Short problem 1
Sum up the partial fractions solutions in two sentences.
Short problem 2
In the partial fractions solutions, what values are found for A, B and C in part (c)?

Document segment
Skill Building Questions

Problem 1.

Separate the following using the method of partial fractions.

(a) $\frac{x^2-6}{x^3-x}$

$\Rightarrow \quad $ factorise the denominator $\Rightarrow{}\ \ x^3-x = x(x+1)(x-1)$
$\Rightarrow{}\ \ \frac{x^2-6}{x^3-x} = \frac{A}{x} + \frac{B}{(x+1)} + \frac{C}{(x-1)}$
from numerators $x^2 - 6 = (A+B+C)x^2 + (C-B)x - A$
$\Rightarrow \quad A+B+C = 1,\\ \quad C-B = 0,\\ \quad A = 6$
$\Rightarrow \quad C = B = \frac{-5}{2}$
$\Rightarrow{}\ \ \boxed{ \frac{x^2-6}{x^3-x} = \frac{6}{x} - \frac{5}{2(x+1)} - \frac{5}{2(x-1)}}$








(b) $\frac{5(x-7)}{x^2+2x-35}$

$\Rightarrow{}\quad$ factorize the denominator
$\Rightarrow \quad x^2+2x-35 = (x+7)(x-5)$
$\Rightarrow \quad \frac{5(x-7)}{x^2+2x-35} = \frac{A}{x+7} + \frac{B}{x-5}$
$\Rightarrow \quad $ from numerators $5x-35 = (A+B)x - 5A + 7B$
$\Rightarrow \quad A+B = 5,\quad -5A + 7B = -35$
$\Rightarrow \quad \boxed{A = \frac{35}{6},\quad B=\frac{-5}{6}, \ \ \frac{5(x-7)}{x^2+2x-35} = \frac{35}{6(x+7)} - \frac{5}{6(x-5)} }$








(c) $\frac{x-1}{(3x+2)^2(2x+3)}$

$\Rightarrow{}\quad$ for linear and repeated factors
$\Rightarrow{}\ \ \frac{x-1}{(3x+2)^2(2x+3)} = \frac{A}{2x+3} + \frac{B}{3x+2} + \frac{C}{(3x+2)^2}$
$\Rightarrow{}\quad$from numerators $\Rightarrow{}\quad x-1 = (9A+6B)x^2 + (12A+13B+2C)x + 4A + 6B +3C$
$\Rightarrow{}\quad 9A+6B = 0,\quad 12A +13B +2C = 1,\quad 4A+6B+3C=-1$
$\Rightarrow{}\quad A = \frac{-2}{5},\quad B=\frac{3}{5},\quad C=-1$
$\Rightarrow{}\ \ \boxed{ \frac{x-1}{(3x+2)^2(2x+3)} = -\frac{2}{5(2x+3)} + \frac{3}{5(3x+2)} - \frac{1}{(3x+2)^2} }$








Problem 2.

Listing

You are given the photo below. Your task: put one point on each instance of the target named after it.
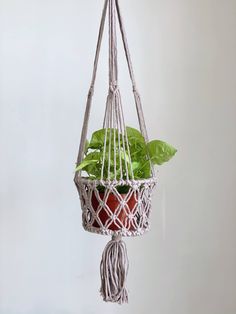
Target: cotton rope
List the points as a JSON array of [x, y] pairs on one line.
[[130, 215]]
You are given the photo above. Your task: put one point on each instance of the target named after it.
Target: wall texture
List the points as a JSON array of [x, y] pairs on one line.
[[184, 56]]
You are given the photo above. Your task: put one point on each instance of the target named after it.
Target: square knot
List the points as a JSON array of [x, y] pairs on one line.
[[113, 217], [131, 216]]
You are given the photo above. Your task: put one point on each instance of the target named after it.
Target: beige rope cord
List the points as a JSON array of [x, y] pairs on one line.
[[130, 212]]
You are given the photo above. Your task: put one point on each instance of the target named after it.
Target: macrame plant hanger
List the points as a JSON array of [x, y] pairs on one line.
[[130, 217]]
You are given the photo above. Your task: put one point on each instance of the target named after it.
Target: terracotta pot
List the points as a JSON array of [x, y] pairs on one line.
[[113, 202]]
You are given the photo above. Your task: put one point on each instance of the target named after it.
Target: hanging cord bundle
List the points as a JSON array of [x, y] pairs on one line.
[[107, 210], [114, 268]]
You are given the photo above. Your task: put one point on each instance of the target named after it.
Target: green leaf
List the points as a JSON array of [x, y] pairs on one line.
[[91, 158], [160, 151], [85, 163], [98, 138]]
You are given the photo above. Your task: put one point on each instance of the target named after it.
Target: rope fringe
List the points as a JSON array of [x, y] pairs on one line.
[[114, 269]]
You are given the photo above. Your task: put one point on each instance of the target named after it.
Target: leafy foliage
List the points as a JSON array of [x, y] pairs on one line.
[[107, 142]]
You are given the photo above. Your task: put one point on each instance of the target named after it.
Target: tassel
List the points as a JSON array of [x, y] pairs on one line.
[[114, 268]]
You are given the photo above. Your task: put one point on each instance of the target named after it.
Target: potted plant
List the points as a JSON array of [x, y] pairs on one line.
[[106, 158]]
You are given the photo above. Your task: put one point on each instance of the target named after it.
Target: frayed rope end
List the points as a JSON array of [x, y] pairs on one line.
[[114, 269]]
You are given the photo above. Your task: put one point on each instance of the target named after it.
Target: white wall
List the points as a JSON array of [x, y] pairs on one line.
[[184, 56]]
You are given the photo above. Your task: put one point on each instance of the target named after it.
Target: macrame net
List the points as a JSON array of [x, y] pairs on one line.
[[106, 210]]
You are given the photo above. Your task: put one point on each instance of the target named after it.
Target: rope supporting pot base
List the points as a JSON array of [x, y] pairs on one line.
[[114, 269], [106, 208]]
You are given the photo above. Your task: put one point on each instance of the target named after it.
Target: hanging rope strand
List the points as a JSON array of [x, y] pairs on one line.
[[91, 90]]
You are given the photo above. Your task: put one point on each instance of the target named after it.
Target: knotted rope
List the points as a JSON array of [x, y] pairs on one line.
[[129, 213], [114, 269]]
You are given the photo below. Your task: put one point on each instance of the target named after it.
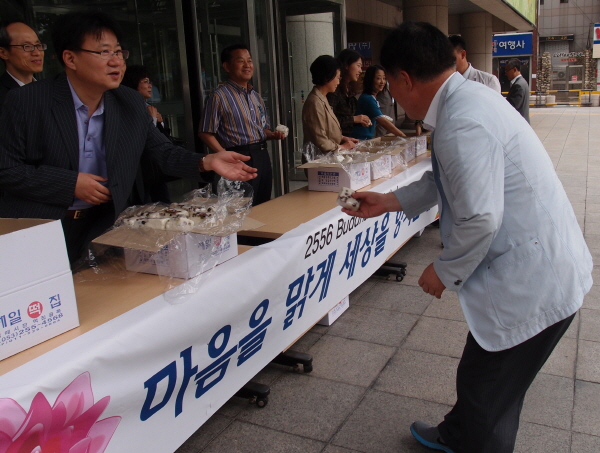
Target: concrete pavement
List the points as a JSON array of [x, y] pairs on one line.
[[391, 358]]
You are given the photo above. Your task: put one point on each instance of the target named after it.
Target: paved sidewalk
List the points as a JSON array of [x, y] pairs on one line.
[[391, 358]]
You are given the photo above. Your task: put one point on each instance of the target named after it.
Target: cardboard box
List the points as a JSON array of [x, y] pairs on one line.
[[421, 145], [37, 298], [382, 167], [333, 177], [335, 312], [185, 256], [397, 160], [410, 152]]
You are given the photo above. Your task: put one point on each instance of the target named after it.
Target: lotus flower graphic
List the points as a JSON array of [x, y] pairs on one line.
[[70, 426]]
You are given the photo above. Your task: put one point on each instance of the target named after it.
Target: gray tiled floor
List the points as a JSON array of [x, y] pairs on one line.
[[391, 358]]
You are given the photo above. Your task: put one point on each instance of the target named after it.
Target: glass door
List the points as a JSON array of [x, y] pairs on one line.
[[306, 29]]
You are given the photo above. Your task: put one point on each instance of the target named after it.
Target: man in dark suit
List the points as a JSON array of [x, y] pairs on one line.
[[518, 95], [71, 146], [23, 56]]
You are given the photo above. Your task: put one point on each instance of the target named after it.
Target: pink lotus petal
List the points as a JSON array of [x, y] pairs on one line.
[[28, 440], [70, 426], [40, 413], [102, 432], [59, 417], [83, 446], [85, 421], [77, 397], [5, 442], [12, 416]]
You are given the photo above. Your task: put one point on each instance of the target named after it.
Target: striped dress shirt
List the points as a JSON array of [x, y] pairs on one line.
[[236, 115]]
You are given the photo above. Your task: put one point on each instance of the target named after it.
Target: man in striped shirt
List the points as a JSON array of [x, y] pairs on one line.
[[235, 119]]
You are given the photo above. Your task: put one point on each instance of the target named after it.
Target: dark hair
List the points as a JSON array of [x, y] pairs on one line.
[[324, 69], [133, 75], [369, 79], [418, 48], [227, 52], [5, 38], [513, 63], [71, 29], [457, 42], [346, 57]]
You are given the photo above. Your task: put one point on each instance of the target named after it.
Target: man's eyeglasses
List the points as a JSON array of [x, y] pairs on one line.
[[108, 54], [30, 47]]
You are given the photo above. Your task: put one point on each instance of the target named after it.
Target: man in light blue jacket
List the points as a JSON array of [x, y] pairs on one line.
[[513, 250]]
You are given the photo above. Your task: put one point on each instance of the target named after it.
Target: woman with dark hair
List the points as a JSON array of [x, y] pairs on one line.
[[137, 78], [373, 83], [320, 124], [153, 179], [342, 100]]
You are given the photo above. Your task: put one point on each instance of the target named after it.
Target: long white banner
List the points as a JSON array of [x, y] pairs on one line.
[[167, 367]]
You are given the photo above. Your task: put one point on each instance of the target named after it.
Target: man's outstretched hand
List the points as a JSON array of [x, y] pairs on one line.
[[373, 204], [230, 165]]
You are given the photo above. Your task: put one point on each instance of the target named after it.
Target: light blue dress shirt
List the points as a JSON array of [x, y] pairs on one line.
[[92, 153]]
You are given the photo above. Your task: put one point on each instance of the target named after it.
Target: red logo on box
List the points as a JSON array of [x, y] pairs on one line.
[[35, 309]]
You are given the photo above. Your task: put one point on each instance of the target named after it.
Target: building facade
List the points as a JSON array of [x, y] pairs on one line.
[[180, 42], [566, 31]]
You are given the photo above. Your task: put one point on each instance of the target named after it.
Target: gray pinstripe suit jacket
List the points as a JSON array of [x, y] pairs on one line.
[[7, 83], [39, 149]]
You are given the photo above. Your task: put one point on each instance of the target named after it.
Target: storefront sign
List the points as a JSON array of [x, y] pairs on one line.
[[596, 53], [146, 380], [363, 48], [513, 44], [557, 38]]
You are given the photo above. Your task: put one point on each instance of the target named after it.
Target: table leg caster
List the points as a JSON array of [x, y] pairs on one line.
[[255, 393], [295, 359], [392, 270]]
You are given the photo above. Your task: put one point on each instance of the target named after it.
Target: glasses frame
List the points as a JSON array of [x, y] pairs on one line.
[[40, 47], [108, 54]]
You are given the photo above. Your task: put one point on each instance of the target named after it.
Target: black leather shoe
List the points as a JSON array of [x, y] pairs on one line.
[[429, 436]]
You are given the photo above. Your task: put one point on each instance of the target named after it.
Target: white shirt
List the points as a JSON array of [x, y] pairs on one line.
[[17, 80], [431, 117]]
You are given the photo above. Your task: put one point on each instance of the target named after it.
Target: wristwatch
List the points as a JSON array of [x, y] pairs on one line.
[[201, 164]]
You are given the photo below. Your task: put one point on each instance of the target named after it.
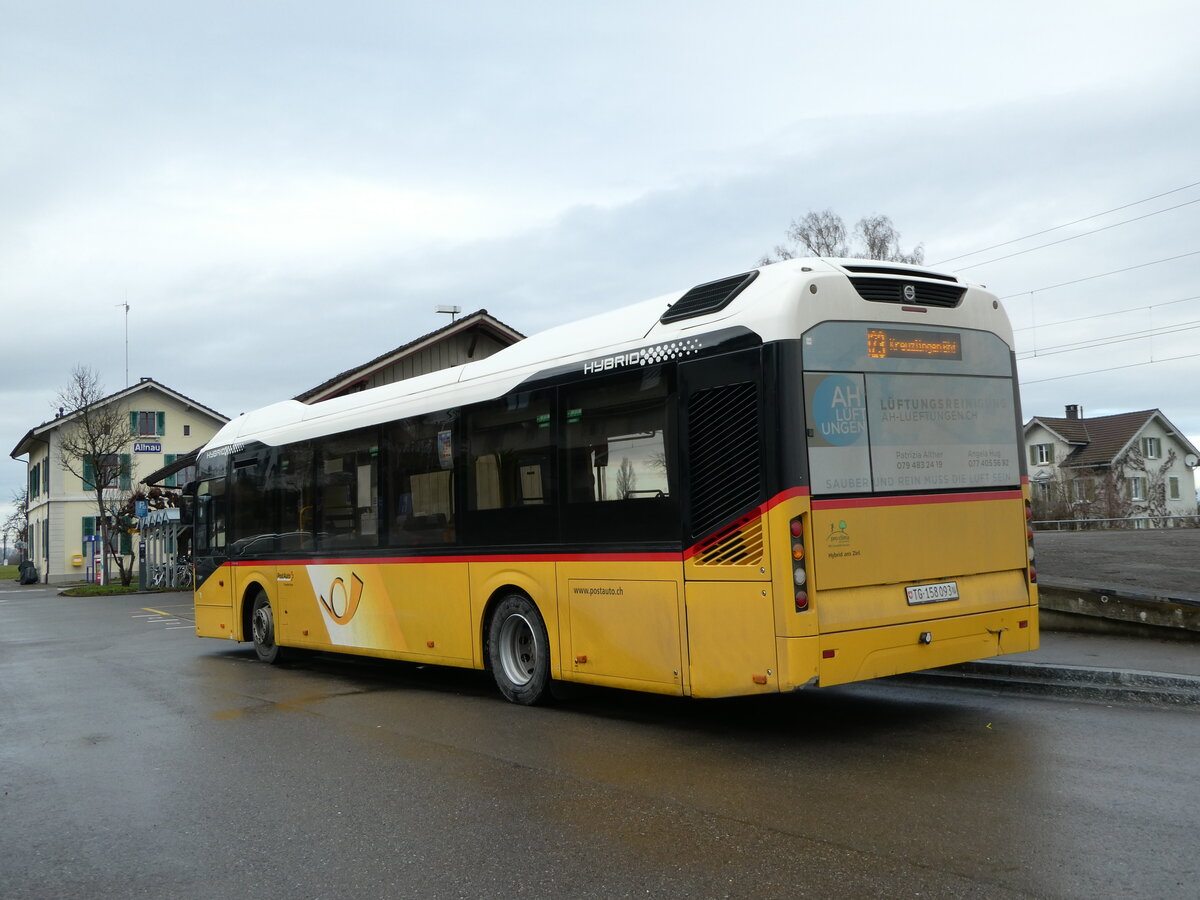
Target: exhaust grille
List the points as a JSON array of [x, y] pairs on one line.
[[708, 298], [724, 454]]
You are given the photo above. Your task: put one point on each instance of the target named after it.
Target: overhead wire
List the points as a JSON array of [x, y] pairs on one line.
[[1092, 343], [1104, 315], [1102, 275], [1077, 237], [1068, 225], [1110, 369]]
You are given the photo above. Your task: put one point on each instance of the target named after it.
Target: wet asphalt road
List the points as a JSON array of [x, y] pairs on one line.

Correct result 1
Three rational expressions are split into partial fractions by factoring each denominator and writing the expression as a sum of simpler fractions with unknown numerators. The numerators are then matched to build equations for the unknowns, and solving them gives each final decomposition, with part (c) also using a term for the repeated factor (3x+2)^2.

Correct result 2
A = -2/5, B = 3/5 and C = -1.